-- start --

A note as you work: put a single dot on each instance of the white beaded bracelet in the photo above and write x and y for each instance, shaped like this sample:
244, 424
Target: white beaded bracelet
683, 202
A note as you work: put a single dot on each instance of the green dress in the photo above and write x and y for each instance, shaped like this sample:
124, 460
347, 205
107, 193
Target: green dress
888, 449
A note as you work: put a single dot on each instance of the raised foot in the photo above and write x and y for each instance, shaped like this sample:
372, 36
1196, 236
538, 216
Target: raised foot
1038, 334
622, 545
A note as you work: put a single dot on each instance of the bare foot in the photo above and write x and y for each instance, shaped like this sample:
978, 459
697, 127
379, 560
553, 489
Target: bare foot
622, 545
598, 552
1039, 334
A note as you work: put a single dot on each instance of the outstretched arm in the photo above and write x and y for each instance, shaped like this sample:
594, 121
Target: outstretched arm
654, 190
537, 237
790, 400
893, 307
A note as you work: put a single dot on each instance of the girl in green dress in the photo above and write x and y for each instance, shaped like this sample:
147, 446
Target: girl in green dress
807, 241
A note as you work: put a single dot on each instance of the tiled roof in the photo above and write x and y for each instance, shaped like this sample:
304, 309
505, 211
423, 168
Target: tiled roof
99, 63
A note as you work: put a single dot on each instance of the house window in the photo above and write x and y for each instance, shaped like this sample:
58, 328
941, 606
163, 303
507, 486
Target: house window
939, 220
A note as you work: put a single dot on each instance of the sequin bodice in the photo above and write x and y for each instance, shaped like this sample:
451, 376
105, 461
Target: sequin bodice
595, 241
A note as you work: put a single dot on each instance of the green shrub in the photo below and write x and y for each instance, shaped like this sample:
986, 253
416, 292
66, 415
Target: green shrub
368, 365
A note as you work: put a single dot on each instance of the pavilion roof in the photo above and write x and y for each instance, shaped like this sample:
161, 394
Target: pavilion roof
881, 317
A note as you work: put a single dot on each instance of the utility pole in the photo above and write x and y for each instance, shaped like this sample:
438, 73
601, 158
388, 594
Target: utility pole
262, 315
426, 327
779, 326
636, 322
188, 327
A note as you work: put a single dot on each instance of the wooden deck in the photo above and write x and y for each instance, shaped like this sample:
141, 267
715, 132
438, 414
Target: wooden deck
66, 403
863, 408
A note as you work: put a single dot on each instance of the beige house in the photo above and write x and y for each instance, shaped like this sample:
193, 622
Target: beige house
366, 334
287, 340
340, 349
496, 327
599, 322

-- end --

EXERCISE GOAL –
Once more, set down the full listing, verbatim.

FULL OUTPUT –
A note as you work: put a single dot on each instance of the white beaded bracelet in the photo above and write x and y for each instance, shaped like this sample:
244, 424
Target: white beaded bracelet
683, 202
A note as you work: put a single dot on each instance of the green dress in the photo above and write x and y for each instance, shaped like this sample:
124, 460
347, 205
107, 193
Target: green dress
888, 449
A note as you work: put a single dot on each instance of the raised foot in the photo above and write x and y for each instance, shaped like this sample:
372, 36
1196, 236
538, 216
Target: raised foot
1038, 334
622, 545
A note as you work: put a single dot on each instance of the bare foot in the photo above and write x and y for each instance, shaped like this sample:
978, 459
697, 127
379, 560
553, 489
Target: bare foot
622, 545
598, 552
1039, 334
A note as you work: put a single dot on each instance of the outstretched arm in the photo above and write x and y for each instance, shaped like this sample:
594, 121
Target: outstretched arm
654, 190
537, 237
790, 400
893, 307
A note as you work: put a single dot on each instance of the girl in green dress in the photo above and write x and y for each instance, shaped like this sample:
147, 446
Target: girl in green dress
807, 241
A note as you work: put a single dot on each instance of the tiled roof in the photo above and write x and y for each instance, shaped like this sample:
304, 309
505, 211
423, 168
Target: tiled roof
99, 63
A note as you work: put a single dot on each instance of the house window in the photo above and write x and y for each instance, shaped like this sample:
58, 328
941, 606
163, 303
507, 486
Target: house window
939, 220
A note as you work: put a single dot on each instance of the sequin bodice in the photo above and write x and y for each instance, shaped like this sample:
451, 376
105, 461
Target: sequin bodice
595, 241
A note as you work: put a single dot on each instance of the green shrub in the photo below and write x and y for each instance, shaped like this sample:
986, 253
416, 292
66, 415
Target: green shrub
368, 365
A note as you work: put a single dot on each instance of the pavilion roof in the photo above and write x and y for each instance, shaped like this sample:
161, 394
Target: pavilion roof
881, 317
A note as you work: put a single dot on each instance of the utility pole in the photo above and write x and y for each instance, shaped like this sample:
438, 73
601, 158
388, 594
Target: utility pole
262, 315
426, 327
779, 326
636, 322
188, 327
A note as you work: put a single dot on each instance of the wooden deck in the photo above and write x and y for each instance, shaped like this sample:
141, 267
715, 132
438, 414
Target: wooden deck
66, 403
863, 408
A note as you work: put a single dot on each instance of the beige house in the photo above and write x and y for each instance, shaped like this sample:
193, 622
Target: beige house
366, 334
287, 340
340, 349
496, 327
599, 322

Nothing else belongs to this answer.